Exercise
Your output must match the records below character for character.

•••

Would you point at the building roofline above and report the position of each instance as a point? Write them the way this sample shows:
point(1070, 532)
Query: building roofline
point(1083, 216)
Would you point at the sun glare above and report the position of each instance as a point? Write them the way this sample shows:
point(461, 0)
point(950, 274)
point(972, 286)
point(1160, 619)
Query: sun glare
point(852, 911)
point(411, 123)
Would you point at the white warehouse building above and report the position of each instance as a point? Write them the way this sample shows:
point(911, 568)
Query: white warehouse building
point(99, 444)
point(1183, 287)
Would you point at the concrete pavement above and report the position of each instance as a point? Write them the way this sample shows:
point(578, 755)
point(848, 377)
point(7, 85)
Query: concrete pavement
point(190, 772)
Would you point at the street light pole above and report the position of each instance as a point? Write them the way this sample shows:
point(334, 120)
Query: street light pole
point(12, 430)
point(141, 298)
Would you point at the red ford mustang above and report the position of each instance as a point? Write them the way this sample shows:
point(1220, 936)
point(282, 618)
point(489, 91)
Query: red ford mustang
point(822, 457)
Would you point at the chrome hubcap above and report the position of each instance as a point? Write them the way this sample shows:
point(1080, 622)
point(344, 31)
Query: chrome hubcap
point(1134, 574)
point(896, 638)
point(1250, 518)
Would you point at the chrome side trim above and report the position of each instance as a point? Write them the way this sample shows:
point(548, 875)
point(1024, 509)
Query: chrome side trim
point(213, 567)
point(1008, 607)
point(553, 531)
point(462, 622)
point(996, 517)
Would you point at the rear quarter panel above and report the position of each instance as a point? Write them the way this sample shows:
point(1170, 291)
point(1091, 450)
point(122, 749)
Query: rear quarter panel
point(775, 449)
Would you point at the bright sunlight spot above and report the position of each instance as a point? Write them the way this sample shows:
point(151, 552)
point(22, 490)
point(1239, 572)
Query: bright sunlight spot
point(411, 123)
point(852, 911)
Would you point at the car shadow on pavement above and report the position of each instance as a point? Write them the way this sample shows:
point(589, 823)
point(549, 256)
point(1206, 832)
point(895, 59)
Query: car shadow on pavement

•••

Answer section
Would you point at the building roofline above and report the position of each instance as a point? Write them the way this sample shows:
point(1070, 532)
Query: building roofline
point(1083, 216)
Would you point at the sun glare above and report the position of each instance as a point? Write them the way this sample shows:
point(461, 0)
point(950, 274)
point(972, 286)
point(1160, 619)
Query: sun glare
point(852, 911)
point(411, 123)
Would you point at the white warehouse building above and report the position of each instance as a point? Write them the way this sample shows:
point(911, 568)
Query: white warehouse building
point(99, 444)
point(1183, 287)
Would you point at the concrete pavement above and report the position of each instance as a point? Write them the way this sample shows:
point(578, 755)
point(848, 377)
point(7, 85)
Query: concrete pavement
point(190, 772)
Would you point at the street light pole above and report the position of each instance as a point? Write them the way this sample shows:
point(334, 120)
Query: street light pole
point(12, 430)
point(141, 298)
Would you point at the red ford mustang above and report the position of each instance as a point? Write them the way this sample shows:
point(1220, 936)
point(282, 618)
point(489, 91)
Query: red ford mustang
point(822, 457)
Would you point at the chrome hubcap above and report the position of each instance as a point? Write them the way this sample shows:
point(1080, 622)
point(344, 31)
Query: chrome hubcap
point(1134, 574)
point(896, 638)
point(1250, 518)
Would you point at the chrome side trim above and report the position of each instance as a point? Write them the way this sample shows:
point(548, 875)
point(1024, 509)
Query: chrome side trim
point(213, 567)
point(1008, 607)
point(553, 531)
point(462, 622)
point(996, 517)
Would you point at the rear quarter panel above and report the position of each instance as a point? Write them the way this sample shows:
point(1170, 291)
point(1091, 450)
point(122, 749)
Query: rear quarter panel
point(775, 449)
Would you point at the bright sunlight spot above and report the position of each instance as a point? Write them the way this sample shows:
point(151, 552)
point(22, 490)
point(1239, 572)
Query: bright sunlight spot
point(411, 123)
point(852, 911)
Would you point at the car shadow on pavement above and report the position of each instance as a point? Write them the way this sample shows:
point(589, 823)
point(549, 256)
point(1206, 832)
point(895, 59)
Query: car shadow on pavement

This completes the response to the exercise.